President of the New York City Council
- In office January 1, 1898 – December 31, 1901
- Preceded by: Position established
- Succeeded by: Position abolished, Charles V. Fornes as President of the Board of Aldermen

Personal details
- Born: July 20, 1846 Lynchburg, Virginia, U.S.
- Died: September 12, 1907 (aged 60–61) Elberon, New Jersey, U.S.
- Party: Democratic
- Spouse: Eliza Katzenberg (m. 1875)
- Children: 3

= Randolph Guggenheimer (politician) =

American businessman, acting mayor of New York

Randolph Guggenheimer (July 20, 1846 – September 12, 1907) was an American politician in New York City who served as the inaugural President of the Council of the City of Greater New York from 1898 through 1901.

== Life and career ==
Randolph Guggenheimer was born on July 20, 1846, in Lynchburg, Virginia. He was Jewish, and a philanthropist towards many Jewish causes. He married Eliza Katzenberg in 1875, and together they had three children: Charles, Harry and Adele.

He died on September 12, 1907, at his summer home in Elberon, New Jersey.

The Aviary (Lynchburg, Virginia) was a gift to Lynchburg, Virginia from Randolph Guggenheimer, born at Lynchburg, later of New York City.

TASKS TO CARRY OUT —
• a. From the text on Randolph Guggenheimer, return the passage starting at "President of the New" up to and including "New Jersey, U.S.".
• b. Answer these from the text on Randolph Guggenheimer:
(i) Which political party did he belong to?
(ii) What were the names of his three children?
(iii) Where was his summer home?

MATERIAL SUPPLIED —
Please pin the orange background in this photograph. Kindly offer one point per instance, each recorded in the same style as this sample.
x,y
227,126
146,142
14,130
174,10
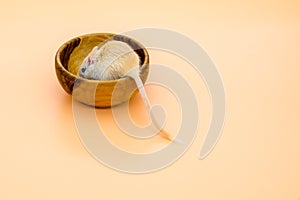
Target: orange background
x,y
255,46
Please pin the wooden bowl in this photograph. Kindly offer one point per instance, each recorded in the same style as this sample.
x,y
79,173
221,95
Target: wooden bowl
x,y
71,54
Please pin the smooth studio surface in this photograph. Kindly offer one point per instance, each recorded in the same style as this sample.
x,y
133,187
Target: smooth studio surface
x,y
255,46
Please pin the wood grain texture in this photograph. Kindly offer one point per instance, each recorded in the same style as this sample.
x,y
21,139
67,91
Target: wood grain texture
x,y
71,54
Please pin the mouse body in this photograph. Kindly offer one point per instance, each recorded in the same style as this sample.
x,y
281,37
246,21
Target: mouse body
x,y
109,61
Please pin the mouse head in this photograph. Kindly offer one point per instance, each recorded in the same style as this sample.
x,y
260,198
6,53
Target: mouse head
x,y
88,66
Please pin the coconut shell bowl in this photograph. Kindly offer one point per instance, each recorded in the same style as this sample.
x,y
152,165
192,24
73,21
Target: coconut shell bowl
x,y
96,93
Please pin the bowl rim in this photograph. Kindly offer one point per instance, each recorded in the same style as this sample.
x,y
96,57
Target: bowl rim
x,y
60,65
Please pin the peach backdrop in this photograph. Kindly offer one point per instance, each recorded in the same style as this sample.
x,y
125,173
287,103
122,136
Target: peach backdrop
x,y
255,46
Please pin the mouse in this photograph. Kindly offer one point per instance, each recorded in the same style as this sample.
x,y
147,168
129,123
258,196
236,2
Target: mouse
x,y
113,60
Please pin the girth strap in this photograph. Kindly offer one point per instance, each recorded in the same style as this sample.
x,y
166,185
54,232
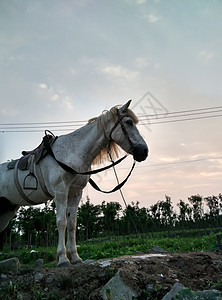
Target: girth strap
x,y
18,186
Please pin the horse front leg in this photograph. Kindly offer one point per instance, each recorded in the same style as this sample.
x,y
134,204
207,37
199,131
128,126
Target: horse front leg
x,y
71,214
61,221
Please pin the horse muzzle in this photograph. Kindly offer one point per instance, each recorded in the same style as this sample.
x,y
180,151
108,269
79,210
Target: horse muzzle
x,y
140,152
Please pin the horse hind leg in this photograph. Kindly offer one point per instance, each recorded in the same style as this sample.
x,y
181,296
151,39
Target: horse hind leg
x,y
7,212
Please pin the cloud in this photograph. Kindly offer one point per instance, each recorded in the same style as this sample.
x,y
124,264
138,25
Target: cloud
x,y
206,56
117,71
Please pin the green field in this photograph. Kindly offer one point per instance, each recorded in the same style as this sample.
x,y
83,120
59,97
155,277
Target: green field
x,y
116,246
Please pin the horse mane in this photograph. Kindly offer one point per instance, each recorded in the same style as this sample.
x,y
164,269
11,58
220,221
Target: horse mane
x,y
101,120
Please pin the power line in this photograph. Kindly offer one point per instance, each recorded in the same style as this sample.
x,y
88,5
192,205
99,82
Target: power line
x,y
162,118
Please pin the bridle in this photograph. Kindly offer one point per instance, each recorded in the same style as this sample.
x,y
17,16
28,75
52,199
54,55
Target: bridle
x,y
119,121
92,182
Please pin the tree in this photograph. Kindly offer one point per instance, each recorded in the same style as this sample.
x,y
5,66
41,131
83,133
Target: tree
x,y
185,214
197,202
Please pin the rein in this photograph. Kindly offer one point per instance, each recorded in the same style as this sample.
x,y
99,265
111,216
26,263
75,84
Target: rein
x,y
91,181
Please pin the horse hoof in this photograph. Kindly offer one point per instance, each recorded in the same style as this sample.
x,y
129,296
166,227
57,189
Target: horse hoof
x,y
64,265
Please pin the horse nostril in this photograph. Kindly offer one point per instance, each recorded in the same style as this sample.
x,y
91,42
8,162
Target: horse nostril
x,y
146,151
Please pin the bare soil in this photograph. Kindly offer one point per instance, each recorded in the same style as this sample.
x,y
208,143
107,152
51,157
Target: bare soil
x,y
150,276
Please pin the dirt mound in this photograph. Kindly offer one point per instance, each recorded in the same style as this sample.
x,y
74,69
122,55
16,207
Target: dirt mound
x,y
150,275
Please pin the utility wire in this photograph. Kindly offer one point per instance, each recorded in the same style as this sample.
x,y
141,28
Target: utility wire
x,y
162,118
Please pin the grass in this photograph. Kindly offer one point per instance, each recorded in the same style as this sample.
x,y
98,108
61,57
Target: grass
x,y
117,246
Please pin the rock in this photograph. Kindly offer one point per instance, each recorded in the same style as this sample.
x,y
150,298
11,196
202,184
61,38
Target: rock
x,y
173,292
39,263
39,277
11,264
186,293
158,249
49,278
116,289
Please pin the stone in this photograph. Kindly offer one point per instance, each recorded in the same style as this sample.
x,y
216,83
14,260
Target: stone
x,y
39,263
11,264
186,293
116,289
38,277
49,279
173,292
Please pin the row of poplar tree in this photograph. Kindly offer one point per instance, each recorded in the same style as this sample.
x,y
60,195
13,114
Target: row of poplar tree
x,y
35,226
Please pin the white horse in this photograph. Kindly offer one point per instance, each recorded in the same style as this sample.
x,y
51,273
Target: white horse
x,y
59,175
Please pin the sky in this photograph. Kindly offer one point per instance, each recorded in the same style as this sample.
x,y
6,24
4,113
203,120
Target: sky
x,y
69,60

RESULTS OF THE TASKS —
• a.
President of the New York City Council
- In office January 1, 1898 – December 31, 1901
- Preceded by: Position established
- Succeeded by: Position abolished, Charles V. Fornes as President of the Board of Aldermen

Personal details
- Born: July 20, 1846 Lynchburg, Virginia, U.S.
- Died: September 12, 1907 (aged 60–61) Elberon, New Jersey, U.S.

• b.
(i) Democratic
(ii) Charles, Harry and Adele
(iii) Elberon, New Jersey